---------- Supplied records

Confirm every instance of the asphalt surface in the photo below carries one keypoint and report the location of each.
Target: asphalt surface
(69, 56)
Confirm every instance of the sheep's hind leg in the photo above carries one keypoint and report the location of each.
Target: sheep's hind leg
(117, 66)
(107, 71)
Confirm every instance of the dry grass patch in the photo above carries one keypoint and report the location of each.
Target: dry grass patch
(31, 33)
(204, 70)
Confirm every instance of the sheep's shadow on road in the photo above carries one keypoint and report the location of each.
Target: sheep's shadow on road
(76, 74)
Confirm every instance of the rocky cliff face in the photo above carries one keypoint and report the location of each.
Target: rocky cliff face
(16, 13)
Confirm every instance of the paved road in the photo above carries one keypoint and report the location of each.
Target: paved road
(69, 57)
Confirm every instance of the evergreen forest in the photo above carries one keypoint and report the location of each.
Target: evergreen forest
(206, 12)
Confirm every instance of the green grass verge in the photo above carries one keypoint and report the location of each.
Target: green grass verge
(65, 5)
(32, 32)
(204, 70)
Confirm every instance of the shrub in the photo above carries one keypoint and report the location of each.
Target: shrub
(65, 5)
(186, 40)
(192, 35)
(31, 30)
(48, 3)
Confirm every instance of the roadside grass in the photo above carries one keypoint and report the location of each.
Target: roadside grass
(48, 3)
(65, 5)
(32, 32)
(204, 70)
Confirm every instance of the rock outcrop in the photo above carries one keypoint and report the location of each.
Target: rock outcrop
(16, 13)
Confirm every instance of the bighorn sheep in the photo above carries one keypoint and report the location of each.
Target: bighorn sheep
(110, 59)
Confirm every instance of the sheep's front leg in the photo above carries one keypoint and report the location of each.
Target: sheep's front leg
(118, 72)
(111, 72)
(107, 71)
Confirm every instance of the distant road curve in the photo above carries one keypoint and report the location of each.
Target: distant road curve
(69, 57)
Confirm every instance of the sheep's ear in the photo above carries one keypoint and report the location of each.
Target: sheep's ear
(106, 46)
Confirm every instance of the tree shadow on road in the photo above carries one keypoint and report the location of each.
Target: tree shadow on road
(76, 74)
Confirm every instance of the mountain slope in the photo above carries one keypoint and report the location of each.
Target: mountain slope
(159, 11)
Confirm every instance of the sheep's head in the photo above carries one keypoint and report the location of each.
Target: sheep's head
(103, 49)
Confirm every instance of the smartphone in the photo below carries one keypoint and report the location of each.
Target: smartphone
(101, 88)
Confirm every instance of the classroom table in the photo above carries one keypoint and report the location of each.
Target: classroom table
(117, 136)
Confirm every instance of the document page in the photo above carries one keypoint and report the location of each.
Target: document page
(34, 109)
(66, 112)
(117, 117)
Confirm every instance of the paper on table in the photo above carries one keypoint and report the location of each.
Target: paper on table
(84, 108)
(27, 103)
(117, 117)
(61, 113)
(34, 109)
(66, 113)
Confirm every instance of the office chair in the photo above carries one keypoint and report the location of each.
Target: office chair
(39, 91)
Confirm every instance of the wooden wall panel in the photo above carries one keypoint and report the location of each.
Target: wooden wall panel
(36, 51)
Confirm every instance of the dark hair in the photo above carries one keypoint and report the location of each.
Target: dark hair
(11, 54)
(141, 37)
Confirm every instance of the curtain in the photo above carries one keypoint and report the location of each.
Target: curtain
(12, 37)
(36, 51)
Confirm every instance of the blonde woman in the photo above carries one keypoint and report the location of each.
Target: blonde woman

--------------------

Work instructions =
Reproduce the data exactly. Keep every line intact.

Final answer =
Confirm every instance of the asphalt surface in the photo below carries one keypoint and report the location of each.
Target: asphalt surface
(69, 56)
Confirm every instance of the sheep's hind leg in the photo above carries one keypoint and report the location of each.
Target: sheep's hind leg
(117, 66)
(107, 71)
Confirm every instance of the dry grass patch in the photo above carries one keypoint and report the location of each.
Target: dry grass patch
(31, 33)
(204, 70)
Confirm every instance of the sheep's shadow on road in the photo above carries one keypoint and report the location of each.
Target: sheep's shadow on road
(76, 74)
Confirm every instance of the rocky cliff face in the photo above carries one keypoint and report the location of each.
Target: rocky cliff face
(16, 13)
Confirm every instance of the paved road in the photo above carries one keypoint and report the location of each.
Target: paved road
(69, 57)
Confirm every instance of the evergreen forest in the photo above carries one keypoint and report the location of each.
Target: evergreen forest
(206, 12)
Confirm every instance of the green grass verge in the photo above carries one keypoint and report the location of each.
Target: green grass verge
(65, 5)
(32, 32)
(204, 70)
Confirm every instance of the shrub in the photo above carries one keypoint and report the location of each.
Target: shrub
(65, 5)
(186, 40)
(192, 35)
(31, 30)
(48, 3)
Confirm every instance of the roadside grass in the photo above carries one keypoint and report the location of each.
Target: roadside grass
(48, 3)
(65, 5)
(32, 32)
(204, 70)
Confirm every instance of the rock outcrop in the photo above carries one keypoint and report the location of each.
Target: rock outcrop
(16, 13)
Confirm every instance of the bighorn sheep in the photo above carries one keypoint and report the location of each.
Target: bighorn sheep
(110, 59)
Confirm every instance of the sheep's front leg in the photo above carries one keypoint and report the location of each.
Target: sheep's front leg
(118, 72)
(111, 72)
(107, 71)
Confirm every instance of the distant road curve in the photo above carries one keypoint and report the location of each.
Target: distant road curve
(69, 57)
Confirm every instance of the sheep's ear in the photo above carries one keypoint and report the location of each.
Target: sheep's ear
(106, 46)
Confirm every instance of the tree shadow on road in the photo above carries one keypoint and report the location of each.
Target: tree shadow on road
(76, 74)
Confirm every instance of the mountain slope in the photo above carries one keypoint and report the location of each.
Target: mountain slope
(159, 11)
Confirm every instance of the sheep's head in the photo above carries one keypoint and report the location of each.
Target: sheep's head
(103, 49)
Confirm every instance of the smartphone in the photo below carries one keypoint and report the location of each.
Target: smartphone
(101, 88)
Confirm every instance of the classroom table in the photo above carries one keypoint and report the location of each.
Target: classroom table
(117, 136)
Confirm every instance of the document page in the photo above carries one keypoint and report the location of each.
Target: document page
(34, 109)
(66, 112)
(117, 117)
Confirm every instance of the paper on table in the photo above carries one keypoint and report the location of each.
Target: paper on table
(84, 108)
(27, 103)
(117, 117)
(61, 113)
(34, 109)
(66, 113)
Confirm every instance of the office chair in the photo above carries one keypoint and report the location of each.
Target: office chair
(39, 91)
Confirm every instance of the wooden wall panel in the photo above carries one keypoint and report the location of each.
Target: wooden wall panel
(36, 51)
Confirm every instance of the dark hair in the photo above carries one keypoint and report the location of each.
Target: dark hair
(11, 54)
(141, 37)
Confirm every instance of the curtain in the photo above carries one keypoint and report the location of each.
Target: curtain
(12, 37)
(36, 51)
Confirm every instance of the blonde woman in the photo above carries one keypoint and report the location of each.
Target: blonde woman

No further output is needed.